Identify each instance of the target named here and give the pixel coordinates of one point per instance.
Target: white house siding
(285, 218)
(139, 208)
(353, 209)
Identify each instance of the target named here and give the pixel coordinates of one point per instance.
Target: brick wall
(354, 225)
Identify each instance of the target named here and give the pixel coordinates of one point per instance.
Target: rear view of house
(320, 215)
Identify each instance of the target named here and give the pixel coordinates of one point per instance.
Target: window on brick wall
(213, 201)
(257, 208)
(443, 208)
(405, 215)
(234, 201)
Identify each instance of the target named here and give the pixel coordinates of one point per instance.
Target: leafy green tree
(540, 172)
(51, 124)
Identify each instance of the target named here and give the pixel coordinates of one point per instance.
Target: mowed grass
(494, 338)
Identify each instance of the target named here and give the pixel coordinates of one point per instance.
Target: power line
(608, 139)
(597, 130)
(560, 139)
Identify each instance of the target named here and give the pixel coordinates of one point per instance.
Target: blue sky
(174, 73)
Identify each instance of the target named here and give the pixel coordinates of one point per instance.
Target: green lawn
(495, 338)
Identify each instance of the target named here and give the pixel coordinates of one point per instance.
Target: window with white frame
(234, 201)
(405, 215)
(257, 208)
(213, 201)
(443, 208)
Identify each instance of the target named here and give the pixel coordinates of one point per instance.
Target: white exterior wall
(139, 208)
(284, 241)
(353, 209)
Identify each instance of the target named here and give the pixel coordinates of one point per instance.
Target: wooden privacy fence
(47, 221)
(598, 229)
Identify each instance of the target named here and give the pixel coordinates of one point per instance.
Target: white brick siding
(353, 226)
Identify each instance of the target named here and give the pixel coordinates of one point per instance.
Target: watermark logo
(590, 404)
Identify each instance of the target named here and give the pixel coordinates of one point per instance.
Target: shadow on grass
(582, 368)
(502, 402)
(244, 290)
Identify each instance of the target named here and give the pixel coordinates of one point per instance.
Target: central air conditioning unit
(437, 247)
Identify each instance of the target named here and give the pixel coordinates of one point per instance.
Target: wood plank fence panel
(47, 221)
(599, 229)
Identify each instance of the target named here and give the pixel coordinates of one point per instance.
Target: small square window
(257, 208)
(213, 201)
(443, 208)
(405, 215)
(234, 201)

__________

WHAT TO PRODUCE: Nothing in the records should differ from the original when you retype them.

TASK OUTPUT:
Identify each instance of the target named here and give the pixel coordinates of one point per instance.
Target: white house siding
(285, 218)
(139, 208)
(353, 209)
Identify each instance of the target named here and give the pixel coordinates of one point per instance.
Target: brick wall
(354, 225)
Identify each instance of the target named here and give the pixel coordinates of one point per instance.
Target: rear view of house
(320, 215)
Identify each instance of the target named here and give the pixel coordinates of one point per instance.
Target: window on brick wall
(213, 201)
(257, 208)
(443, 208)
(405, 215)
(234, 201)
Identify each instance of the target named here and give the pixel coordinates of one point per instance.
Target: leafy green tree
(540, 172)
(51, 124)
Identify each instance of the target named here and give the pixel coordinates of one point per instance.
Target: mowed grass
(494, 338)
Identify each instance of the target named here and give the pixel coordinates of one point per instance.
Target: power line
(608, 139)
(597, 130)
(560, 139)
Identify each instance of the target named here and give the pixel coordinates of one point per instance.
Target: blue sky
(174, 73)
Identify each instance of the target named here and give the pixel coordinates of one point per instance.
Target: green lawn
(495, 338)
Identify each instance of the target named here and give the pixel coordinates of one point per instance.
Target: window with white frame
(234, 201)
(405, 215)
(257, 208)
(213, 201)
(443, 208)
Identify each instance of the target named here and give the pixel coordinates of one point per instance.
Target: white exterior wall
(139, 208)
(284, 241)
(353, 209)
Identify each instance of the target named here and give the pixel coordinates of one point per instance.
Target: wooden privacy fence
(47, 221)
(598, 229)
Identify each instance of the target named here and give the pixel coordinates of one point per instance.
Target: white brick siding
(353, 226)
Identify each instance of the target named here and give the pixel coordinates of one point per instance.
Target: watermark logo
(590, 404)
Identify each instance of the target named here and give the pixel coordinates of one point per instance.
Target: shadow on grass
(582, 368)
(502, 402)
(244, 290)
Identify each instance of the target named here and give the pixel coordinates of one point per instance.
Target: central air conditioning unit
(437, 247)
Identify each instance of the target named here and give the pixel coordinates of one point per instance.
Target: wood plank fence panel
(47, 221)
(599, 229)
Identify each instance of the target named here and give the pixel coordinates of one point per instance.
Target: small square window
(257, 208)
(213, 201)
(443, 208)
(405, 215)
(234, 201)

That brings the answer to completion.